[Collection entries]

--------------------------------------------------

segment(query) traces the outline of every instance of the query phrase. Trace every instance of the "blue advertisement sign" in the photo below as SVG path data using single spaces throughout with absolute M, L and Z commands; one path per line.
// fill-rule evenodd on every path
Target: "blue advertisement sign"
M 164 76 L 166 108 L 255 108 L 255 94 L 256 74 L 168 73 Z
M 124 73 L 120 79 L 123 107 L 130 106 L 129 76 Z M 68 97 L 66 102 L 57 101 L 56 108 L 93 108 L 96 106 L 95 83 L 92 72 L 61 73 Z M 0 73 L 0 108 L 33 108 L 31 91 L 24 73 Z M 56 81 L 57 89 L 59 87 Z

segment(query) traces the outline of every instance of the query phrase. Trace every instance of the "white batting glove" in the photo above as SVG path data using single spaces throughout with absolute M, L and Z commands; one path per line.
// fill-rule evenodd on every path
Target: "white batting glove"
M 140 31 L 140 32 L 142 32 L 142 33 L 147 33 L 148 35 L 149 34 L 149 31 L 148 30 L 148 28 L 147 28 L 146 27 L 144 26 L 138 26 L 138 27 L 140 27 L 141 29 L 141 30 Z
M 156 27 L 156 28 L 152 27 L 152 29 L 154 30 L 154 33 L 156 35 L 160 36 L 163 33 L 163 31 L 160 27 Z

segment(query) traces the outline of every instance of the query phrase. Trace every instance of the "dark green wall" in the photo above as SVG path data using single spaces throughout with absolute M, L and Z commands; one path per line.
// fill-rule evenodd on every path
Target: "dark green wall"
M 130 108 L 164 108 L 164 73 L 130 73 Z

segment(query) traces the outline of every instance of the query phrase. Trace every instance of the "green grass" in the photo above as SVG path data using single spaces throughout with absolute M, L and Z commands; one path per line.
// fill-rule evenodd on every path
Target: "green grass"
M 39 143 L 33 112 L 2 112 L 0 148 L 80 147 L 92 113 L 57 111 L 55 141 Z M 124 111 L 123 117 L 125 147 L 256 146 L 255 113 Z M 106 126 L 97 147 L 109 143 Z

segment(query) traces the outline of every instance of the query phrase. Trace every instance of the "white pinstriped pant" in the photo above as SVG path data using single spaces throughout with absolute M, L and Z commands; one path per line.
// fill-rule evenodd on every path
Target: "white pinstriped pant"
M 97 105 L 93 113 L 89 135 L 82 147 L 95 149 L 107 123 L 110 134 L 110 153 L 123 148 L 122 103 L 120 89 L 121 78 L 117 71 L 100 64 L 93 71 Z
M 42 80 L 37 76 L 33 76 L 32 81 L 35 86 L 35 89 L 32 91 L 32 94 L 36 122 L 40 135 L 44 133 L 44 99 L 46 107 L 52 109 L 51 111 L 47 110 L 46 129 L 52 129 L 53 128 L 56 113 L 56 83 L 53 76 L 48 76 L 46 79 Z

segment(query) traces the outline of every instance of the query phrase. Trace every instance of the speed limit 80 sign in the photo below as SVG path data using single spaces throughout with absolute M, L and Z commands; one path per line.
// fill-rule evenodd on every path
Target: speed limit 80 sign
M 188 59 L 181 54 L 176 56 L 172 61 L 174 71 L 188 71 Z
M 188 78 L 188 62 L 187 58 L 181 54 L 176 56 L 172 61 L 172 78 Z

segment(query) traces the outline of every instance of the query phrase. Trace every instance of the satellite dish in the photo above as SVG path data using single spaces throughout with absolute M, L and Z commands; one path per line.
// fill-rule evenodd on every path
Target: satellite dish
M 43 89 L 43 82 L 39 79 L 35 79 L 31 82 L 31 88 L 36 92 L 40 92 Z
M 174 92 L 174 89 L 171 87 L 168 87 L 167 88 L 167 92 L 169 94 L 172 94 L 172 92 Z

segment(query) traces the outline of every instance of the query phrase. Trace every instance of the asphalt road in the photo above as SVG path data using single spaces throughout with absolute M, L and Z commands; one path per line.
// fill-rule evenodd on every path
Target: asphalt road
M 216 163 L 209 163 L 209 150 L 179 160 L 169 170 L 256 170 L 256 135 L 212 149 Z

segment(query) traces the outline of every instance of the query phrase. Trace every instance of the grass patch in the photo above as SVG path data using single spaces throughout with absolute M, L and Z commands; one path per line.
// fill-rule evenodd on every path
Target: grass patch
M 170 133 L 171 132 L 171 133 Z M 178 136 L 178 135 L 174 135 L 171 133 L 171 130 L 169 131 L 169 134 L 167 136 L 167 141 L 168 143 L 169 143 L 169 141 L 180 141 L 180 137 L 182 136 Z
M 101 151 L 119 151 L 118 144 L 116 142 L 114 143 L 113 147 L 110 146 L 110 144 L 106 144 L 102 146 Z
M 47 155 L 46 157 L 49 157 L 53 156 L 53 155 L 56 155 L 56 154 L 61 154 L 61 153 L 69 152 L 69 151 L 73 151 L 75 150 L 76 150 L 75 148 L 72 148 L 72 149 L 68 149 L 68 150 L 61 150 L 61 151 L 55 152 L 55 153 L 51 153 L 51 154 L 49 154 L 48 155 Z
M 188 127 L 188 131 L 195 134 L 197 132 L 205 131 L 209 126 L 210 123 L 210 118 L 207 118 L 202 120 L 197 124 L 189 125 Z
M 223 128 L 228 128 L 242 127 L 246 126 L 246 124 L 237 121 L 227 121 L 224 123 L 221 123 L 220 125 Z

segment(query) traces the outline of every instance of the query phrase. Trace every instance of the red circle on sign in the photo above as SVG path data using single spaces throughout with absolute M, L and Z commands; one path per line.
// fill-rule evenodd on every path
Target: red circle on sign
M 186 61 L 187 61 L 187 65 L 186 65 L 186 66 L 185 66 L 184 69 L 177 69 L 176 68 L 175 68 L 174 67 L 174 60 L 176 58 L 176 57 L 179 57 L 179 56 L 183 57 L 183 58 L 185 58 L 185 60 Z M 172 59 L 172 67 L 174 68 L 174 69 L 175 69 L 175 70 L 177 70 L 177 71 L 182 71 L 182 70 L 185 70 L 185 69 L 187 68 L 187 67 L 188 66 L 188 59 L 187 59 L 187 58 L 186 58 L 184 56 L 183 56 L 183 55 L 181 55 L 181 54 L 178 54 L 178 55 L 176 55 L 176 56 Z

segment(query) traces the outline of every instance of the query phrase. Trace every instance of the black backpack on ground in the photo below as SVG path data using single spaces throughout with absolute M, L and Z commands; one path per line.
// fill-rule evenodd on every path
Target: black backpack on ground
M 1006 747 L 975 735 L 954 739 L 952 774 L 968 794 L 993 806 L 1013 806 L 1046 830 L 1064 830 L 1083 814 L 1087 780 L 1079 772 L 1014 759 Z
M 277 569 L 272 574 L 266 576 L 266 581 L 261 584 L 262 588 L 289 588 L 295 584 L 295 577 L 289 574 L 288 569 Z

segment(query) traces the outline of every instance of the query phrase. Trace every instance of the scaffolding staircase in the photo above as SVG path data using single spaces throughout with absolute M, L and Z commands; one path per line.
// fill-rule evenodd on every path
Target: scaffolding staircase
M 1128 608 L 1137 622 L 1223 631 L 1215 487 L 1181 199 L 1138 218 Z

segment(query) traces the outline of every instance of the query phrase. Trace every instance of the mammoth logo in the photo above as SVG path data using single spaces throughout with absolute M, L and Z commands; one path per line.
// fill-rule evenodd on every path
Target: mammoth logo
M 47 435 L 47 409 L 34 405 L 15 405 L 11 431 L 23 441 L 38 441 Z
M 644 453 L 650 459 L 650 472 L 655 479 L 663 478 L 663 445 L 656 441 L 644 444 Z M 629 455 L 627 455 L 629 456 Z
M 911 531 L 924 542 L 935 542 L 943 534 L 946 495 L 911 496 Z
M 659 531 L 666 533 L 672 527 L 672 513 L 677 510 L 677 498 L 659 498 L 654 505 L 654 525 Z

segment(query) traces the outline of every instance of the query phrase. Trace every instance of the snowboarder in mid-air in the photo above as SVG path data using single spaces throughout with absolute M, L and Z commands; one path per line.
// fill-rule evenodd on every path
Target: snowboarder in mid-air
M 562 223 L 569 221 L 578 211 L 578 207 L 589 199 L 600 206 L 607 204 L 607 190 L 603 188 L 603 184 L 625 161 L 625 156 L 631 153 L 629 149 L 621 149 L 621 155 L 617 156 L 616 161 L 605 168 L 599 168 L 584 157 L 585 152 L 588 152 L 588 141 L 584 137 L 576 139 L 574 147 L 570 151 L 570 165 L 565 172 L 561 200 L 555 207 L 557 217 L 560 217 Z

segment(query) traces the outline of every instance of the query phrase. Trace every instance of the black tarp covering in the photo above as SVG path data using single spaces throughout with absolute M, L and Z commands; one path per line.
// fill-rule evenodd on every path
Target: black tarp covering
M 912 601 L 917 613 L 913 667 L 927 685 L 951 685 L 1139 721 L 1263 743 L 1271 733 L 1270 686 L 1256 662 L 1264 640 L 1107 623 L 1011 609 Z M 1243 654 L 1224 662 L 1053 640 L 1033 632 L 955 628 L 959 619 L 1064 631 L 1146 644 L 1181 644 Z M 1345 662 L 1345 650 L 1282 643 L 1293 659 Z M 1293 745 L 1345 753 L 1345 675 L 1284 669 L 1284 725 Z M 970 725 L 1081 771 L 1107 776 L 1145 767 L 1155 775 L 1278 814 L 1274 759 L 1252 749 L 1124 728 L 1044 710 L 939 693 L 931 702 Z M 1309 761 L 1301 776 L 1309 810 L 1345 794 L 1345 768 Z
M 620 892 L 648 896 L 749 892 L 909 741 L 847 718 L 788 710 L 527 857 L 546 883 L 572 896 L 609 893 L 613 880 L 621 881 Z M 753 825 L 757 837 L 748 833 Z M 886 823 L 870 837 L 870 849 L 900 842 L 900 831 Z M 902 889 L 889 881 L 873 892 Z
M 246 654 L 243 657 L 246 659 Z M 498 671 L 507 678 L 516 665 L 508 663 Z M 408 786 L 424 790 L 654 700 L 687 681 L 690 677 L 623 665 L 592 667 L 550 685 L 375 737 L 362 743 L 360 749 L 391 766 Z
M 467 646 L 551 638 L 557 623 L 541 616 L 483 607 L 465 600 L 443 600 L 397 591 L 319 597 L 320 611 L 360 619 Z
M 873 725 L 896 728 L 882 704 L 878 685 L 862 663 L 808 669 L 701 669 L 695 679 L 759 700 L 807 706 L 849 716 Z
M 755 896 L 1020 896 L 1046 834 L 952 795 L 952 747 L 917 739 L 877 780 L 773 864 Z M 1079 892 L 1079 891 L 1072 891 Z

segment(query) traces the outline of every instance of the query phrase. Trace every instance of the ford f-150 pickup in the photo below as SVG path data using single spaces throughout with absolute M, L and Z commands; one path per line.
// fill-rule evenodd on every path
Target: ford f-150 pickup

--------------------------------------------------

**Given task**
Return, unchanged, the lines of the material that begin at the line containing "the black backpack" and stop after the line containing "M 1128 608 L".

**Output for this exercise**
segment(query) traces the outline of every instance of the query phrase. Trace every instance of the black backpack on ground in the photo below as SVG path data using single spaces throughout with absolute M, L and Z commands; one path per line.
// fill-rule evenodd on every path
Target: black backpack on ground
M 1006 747 L 975 735 L 954 739 L 952 774 L 968 794 L 993 806 L 1013 806 L 1046 830 L 1064 830 L 1083 814 L 1087 780 L 1079 772 L 1014 759 Z
M 277 569 L 272 574 L 266 576 L 266 581 L 261 584 L 262 588 L 289 588 L 295 584 L 295 577 L 289 574 L 288 569 Z

segment(query) traces the outline of every instance of the query phrase. Trace every instance of the scaffolding staircase in the photo above as SVG path data using single spaces throughout with absolute M, L and Z commands; one path per line.
// fill-rule evenodd on every path
Target: scaffolding staircase
M 1128 608 L 1137 622 L 1223 631 L 1215 487 L 1181 199 L 1138 218 Z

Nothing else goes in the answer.